Given request 1: Duplicate the stretch of the NFD memory thread from "Done: http://redmine.named-data.net/issues/3618" through "may be slow.".
Given request 2:
Answer these questions from the NFD memory thread:
(a) What is the address of the redmine issue reported as done?
(b) What default value does the Encoder constructor give for totalReserve?
(c) Why does Beichuan say responses may be slow this week?

Text segment:

☆ ☆ ☆ ☆

[Nfd-dev] Memory related issues with NFD.

Mon May 9 11:47:49 PDT 2016

Done: http://redmine.named-data.net/issues/3618

On Mon, May 9, 2016 at 6:58 AM, Beichuan Zhang <bzhang at cs.arizona.edu>
wrote:

> Hi Anil,
>
> Can you create a redmine issue (http://redmine.named-data.net) to
> document all the information and discussion in one place? Most of us are
> working on paper deadline this week, so response may be slow.
>
> Thanks,
>
> Beichuan
>
> On May 9, 2016, at 1:39 AM, Anil Jangam <anilj.mailing at gmail.com> wrote:
>
> I tried to investigate using the stack tracer got from Valgrind report.
> Can you please analyze these further and check if there is an issue here?
>
> =================================
> ./NFD/rib/rib-manager.cpp
>
> 188   m_keyChain.sign(*responseData);
> 189   m_face.put(*responseData);
>
>
> ./NFD/daemon/mgmt/manager-base.cpp
>
> 98   m_keyChain.sign(*responseData);
> 99   m_face->put(*responseData);
>
>
> Here each time it is allocating ~9K block of memory. I am not sure when
> this is released, but this is the topmost contributor for memory build up.
> ./ndn-cxx/src/encoding/encoder.cpp
>
> 27 Encoder::Encoder(size_t totalReserve/* = 8800*/, size_t
> reserveFromBack/* = 400*/)
> 28   : m_buffer(new Buffer(totalReserve))
> 29 {
> 30   m_begin = m_end = m_buffer->end() - (reserveFromBack < totalReserve ?
> reserveFromBack : 0);
> 31 }
>
>
> 83     Buffer* buf = new Buffer(size);
> 84     std::copy_backward(m_buffer->begin(), m_buffer->end(), buf->end());
> 85
>
>
> =================================
> The other possibility is that dead-nonce-list is not getting cleared after
> the *loop detection duration*. Or perhaps the ndn::Block() is not released
> after the ndn::Name wireEncode() is done for the first time. This is the
> second most reason for memory build up.

☆ ☆ ☆ ☆

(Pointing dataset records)
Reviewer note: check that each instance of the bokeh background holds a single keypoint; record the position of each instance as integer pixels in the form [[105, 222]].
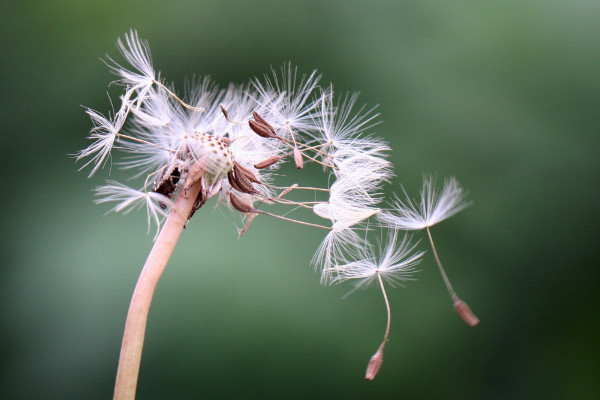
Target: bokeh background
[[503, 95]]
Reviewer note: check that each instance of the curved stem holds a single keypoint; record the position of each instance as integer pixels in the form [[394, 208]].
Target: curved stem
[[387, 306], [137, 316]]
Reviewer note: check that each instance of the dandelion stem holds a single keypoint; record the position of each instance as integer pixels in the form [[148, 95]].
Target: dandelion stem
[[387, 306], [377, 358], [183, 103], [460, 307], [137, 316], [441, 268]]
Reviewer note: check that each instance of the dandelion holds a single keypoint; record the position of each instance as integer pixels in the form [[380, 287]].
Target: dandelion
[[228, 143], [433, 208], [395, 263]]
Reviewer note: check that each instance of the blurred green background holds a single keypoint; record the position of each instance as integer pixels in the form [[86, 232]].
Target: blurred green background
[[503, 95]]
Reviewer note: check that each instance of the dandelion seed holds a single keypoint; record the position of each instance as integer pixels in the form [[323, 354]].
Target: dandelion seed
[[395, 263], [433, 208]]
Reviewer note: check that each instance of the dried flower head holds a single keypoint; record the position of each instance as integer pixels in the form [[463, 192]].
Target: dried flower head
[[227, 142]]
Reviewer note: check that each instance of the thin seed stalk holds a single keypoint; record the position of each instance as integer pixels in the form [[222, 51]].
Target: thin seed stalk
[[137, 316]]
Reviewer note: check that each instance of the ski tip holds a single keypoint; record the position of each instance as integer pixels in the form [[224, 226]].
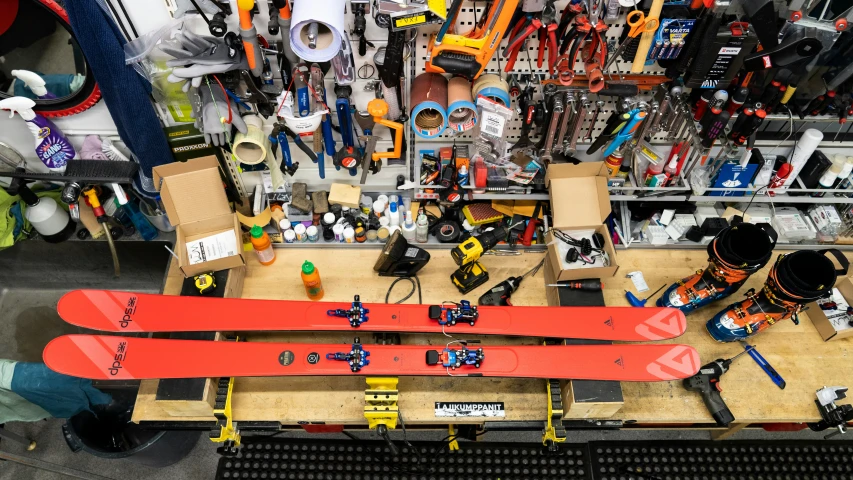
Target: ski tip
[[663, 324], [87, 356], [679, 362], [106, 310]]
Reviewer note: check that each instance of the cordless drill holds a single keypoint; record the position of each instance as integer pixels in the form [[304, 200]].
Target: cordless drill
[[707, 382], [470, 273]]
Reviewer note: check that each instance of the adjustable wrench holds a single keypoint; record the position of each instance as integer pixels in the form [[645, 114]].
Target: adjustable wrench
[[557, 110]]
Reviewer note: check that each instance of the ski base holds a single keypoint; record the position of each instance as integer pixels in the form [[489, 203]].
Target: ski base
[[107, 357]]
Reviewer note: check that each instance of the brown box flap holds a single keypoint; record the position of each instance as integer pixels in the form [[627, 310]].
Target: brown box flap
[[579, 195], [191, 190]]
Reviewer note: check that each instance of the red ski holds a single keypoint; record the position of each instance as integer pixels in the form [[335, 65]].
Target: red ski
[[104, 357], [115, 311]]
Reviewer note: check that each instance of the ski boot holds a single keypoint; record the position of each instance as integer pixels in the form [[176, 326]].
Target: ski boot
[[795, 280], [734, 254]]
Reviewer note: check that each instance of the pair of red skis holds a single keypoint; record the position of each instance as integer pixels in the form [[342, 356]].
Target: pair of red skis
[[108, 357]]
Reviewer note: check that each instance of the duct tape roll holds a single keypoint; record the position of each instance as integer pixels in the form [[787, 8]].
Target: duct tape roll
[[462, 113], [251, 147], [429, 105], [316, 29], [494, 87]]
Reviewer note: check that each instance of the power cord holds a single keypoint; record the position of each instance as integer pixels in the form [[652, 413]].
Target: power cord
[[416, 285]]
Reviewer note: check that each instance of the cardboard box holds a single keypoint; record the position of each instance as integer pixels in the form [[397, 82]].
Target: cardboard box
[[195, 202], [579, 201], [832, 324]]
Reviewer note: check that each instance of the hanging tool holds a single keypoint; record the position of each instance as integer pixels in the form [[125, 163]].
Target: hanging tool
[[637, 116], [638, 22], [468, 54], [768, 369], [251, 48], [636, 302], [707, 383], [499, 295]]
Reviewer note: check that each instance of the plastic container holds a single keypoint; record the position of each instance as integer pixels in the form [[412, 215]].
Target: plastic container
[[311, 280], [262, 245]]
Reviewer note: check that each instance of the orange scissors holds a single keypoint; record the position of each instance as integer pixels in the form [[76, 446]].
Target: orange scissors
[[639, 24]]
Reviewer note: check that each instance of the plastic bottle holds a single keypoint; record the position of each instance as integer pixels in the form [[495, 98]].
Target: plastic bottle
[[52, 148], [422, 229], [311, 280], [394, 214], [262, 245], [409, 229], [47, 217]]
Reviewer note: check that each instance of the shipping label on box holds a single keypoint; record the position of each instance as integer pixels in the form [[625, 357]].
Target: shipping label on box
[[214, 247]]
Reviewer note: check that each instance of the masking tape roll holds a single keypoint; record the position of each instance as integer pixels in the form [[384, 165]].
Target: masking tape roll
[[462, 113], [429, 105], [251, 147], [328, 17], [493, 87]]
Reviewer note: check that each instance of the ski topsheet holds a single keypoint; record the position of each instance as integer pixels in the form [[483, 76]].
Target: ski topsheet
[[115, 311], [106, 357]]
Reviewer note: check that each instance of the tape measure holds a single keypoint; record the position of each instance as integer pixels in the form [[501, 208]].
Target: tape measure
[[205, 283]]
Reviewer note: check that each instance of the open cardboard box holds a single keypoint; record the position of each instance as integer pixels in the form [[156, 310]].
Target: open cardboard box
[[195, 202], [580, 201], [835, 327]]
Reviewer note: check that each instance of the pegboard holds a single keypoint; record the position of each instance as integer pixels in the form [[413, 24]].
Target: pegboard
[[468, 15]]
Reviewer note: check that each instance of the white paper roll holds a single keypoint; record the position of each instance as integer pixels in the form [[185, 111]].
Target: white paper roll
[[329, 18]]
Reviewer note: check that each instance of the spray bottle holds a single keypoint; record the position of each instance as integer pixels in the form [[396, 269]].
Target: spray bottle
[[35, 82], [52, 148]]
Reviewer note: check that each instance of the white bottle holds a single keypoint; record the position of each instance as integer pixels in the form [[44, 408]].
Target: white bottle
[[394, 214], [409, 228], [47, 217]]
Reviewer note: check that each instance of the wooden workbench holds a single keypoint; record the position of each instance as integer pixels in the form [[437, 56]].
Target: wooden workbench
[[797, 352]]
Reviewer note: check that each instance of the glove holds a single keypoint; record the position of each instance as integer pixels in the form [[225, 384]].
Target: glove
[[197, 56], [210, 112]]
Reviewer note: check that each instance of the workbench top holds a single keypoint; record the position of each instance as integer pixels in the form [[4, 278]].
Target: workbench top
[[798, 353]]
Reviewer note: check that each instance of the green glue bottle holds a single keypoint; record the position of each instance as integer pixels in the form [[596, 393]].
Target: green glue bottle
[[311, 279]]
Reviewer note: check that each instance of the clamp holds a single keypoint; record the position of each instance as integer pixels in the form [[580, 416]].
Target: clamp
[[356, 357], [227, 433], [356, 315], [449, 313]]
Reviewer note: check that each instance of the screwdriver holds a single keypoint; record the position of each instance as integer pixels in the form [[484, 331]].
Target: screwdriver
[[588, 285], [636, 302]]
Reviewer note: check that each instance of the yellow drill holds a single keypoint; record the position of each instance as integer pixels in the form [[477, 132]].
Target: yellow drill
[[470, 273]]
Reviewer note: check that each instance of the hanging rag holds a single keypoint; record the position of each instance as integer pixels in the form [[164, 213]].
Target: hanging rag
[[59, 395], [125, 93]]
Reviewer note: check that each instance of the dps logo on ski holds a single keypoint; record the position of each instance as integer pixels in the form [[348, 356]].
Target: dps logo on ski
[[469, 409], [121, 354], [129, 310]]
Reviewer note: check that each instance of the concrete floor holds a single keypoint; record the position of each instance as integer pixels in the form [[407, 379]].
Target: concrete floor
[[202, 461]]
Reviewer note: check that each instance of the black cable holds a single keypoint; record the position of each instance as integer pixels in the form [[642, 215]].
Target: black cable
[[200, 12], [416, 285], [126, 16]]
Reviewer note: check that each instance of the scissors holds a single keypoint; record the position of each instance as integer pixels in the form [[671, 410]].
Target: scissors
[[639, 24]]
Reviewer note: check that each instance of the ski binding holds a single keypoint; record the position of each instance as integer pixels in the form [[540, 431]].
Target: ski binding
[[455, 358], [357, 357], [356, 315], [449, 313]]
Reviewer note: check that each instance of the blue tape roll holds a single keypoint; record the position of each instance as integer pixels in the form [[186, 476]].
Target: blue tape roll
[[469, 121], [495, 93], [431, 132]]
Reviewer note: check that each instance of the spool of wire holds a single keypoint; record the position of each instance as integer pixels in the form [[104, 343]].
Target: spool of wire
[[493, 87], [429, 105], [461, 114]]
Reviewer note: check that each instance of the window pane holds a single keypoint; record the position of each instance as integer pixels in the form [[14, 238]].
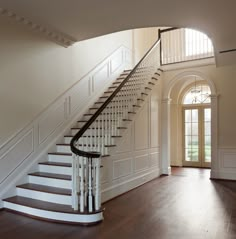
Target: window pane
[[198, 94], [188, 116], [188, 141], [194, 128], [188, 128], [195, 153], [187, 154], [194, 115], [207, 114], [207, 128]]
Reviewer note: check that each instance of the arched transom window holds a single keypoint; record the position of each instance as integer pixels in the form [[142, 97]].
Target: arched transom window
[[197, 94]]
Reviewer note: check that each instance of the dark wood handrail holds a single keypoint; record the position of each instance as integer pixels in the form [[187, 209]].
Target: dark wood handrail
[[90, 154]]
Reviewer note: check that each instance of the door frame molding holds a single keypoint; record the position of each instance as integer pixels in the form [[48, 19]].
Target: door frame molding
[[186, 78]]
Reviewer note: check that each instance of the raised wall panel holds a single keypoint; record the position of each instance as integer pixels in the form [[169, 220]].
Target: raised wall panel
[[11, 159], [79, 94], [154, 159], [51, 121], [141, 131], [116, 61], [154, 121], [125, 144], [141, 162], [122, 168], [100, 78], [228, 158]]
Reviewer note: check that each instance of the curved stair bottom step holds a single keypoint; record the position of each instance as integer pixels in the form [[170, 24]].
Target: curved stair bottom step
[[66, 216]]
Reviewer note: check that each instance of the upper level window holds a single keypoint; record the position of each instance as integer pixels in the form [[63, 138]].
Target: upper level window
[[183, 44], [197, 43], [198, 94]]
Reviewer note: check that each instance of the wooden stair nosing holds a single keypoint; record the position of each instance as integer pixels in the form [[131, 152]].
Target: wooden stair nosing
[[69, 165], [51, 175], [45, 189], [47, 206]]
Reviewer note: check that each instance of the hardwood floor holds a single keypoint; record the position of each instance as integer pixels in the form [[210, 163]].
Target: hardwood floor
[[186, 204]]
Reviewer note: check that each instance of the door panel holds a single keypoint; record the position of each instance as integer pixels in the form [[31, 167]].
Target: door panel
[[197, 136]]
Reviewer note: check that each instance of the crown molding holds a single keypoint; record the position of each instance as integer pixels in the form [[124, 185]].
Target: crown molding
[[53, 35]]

☆ ☆ ☆ ☆

Correct answer 1:
Done: http://redmine.named-data.net/issues/3618

On Mon, May 9, 2016 at 6:58 AM, Beichuan Zhang <bzhang at cs.arizona.edu>
wrote:

> Hi Anil,
>
> Can you create a redmine issue (http://redmine.named-data.net) to
> document all the information and discussion in one place? Most of us are
> working on paper deadline this week, so response may be slow.

Correct answer 2:
(a) http://redmine.named-data.net/issues/3618
(b) 8800
(c) Most of them are working on a paper deadline this week.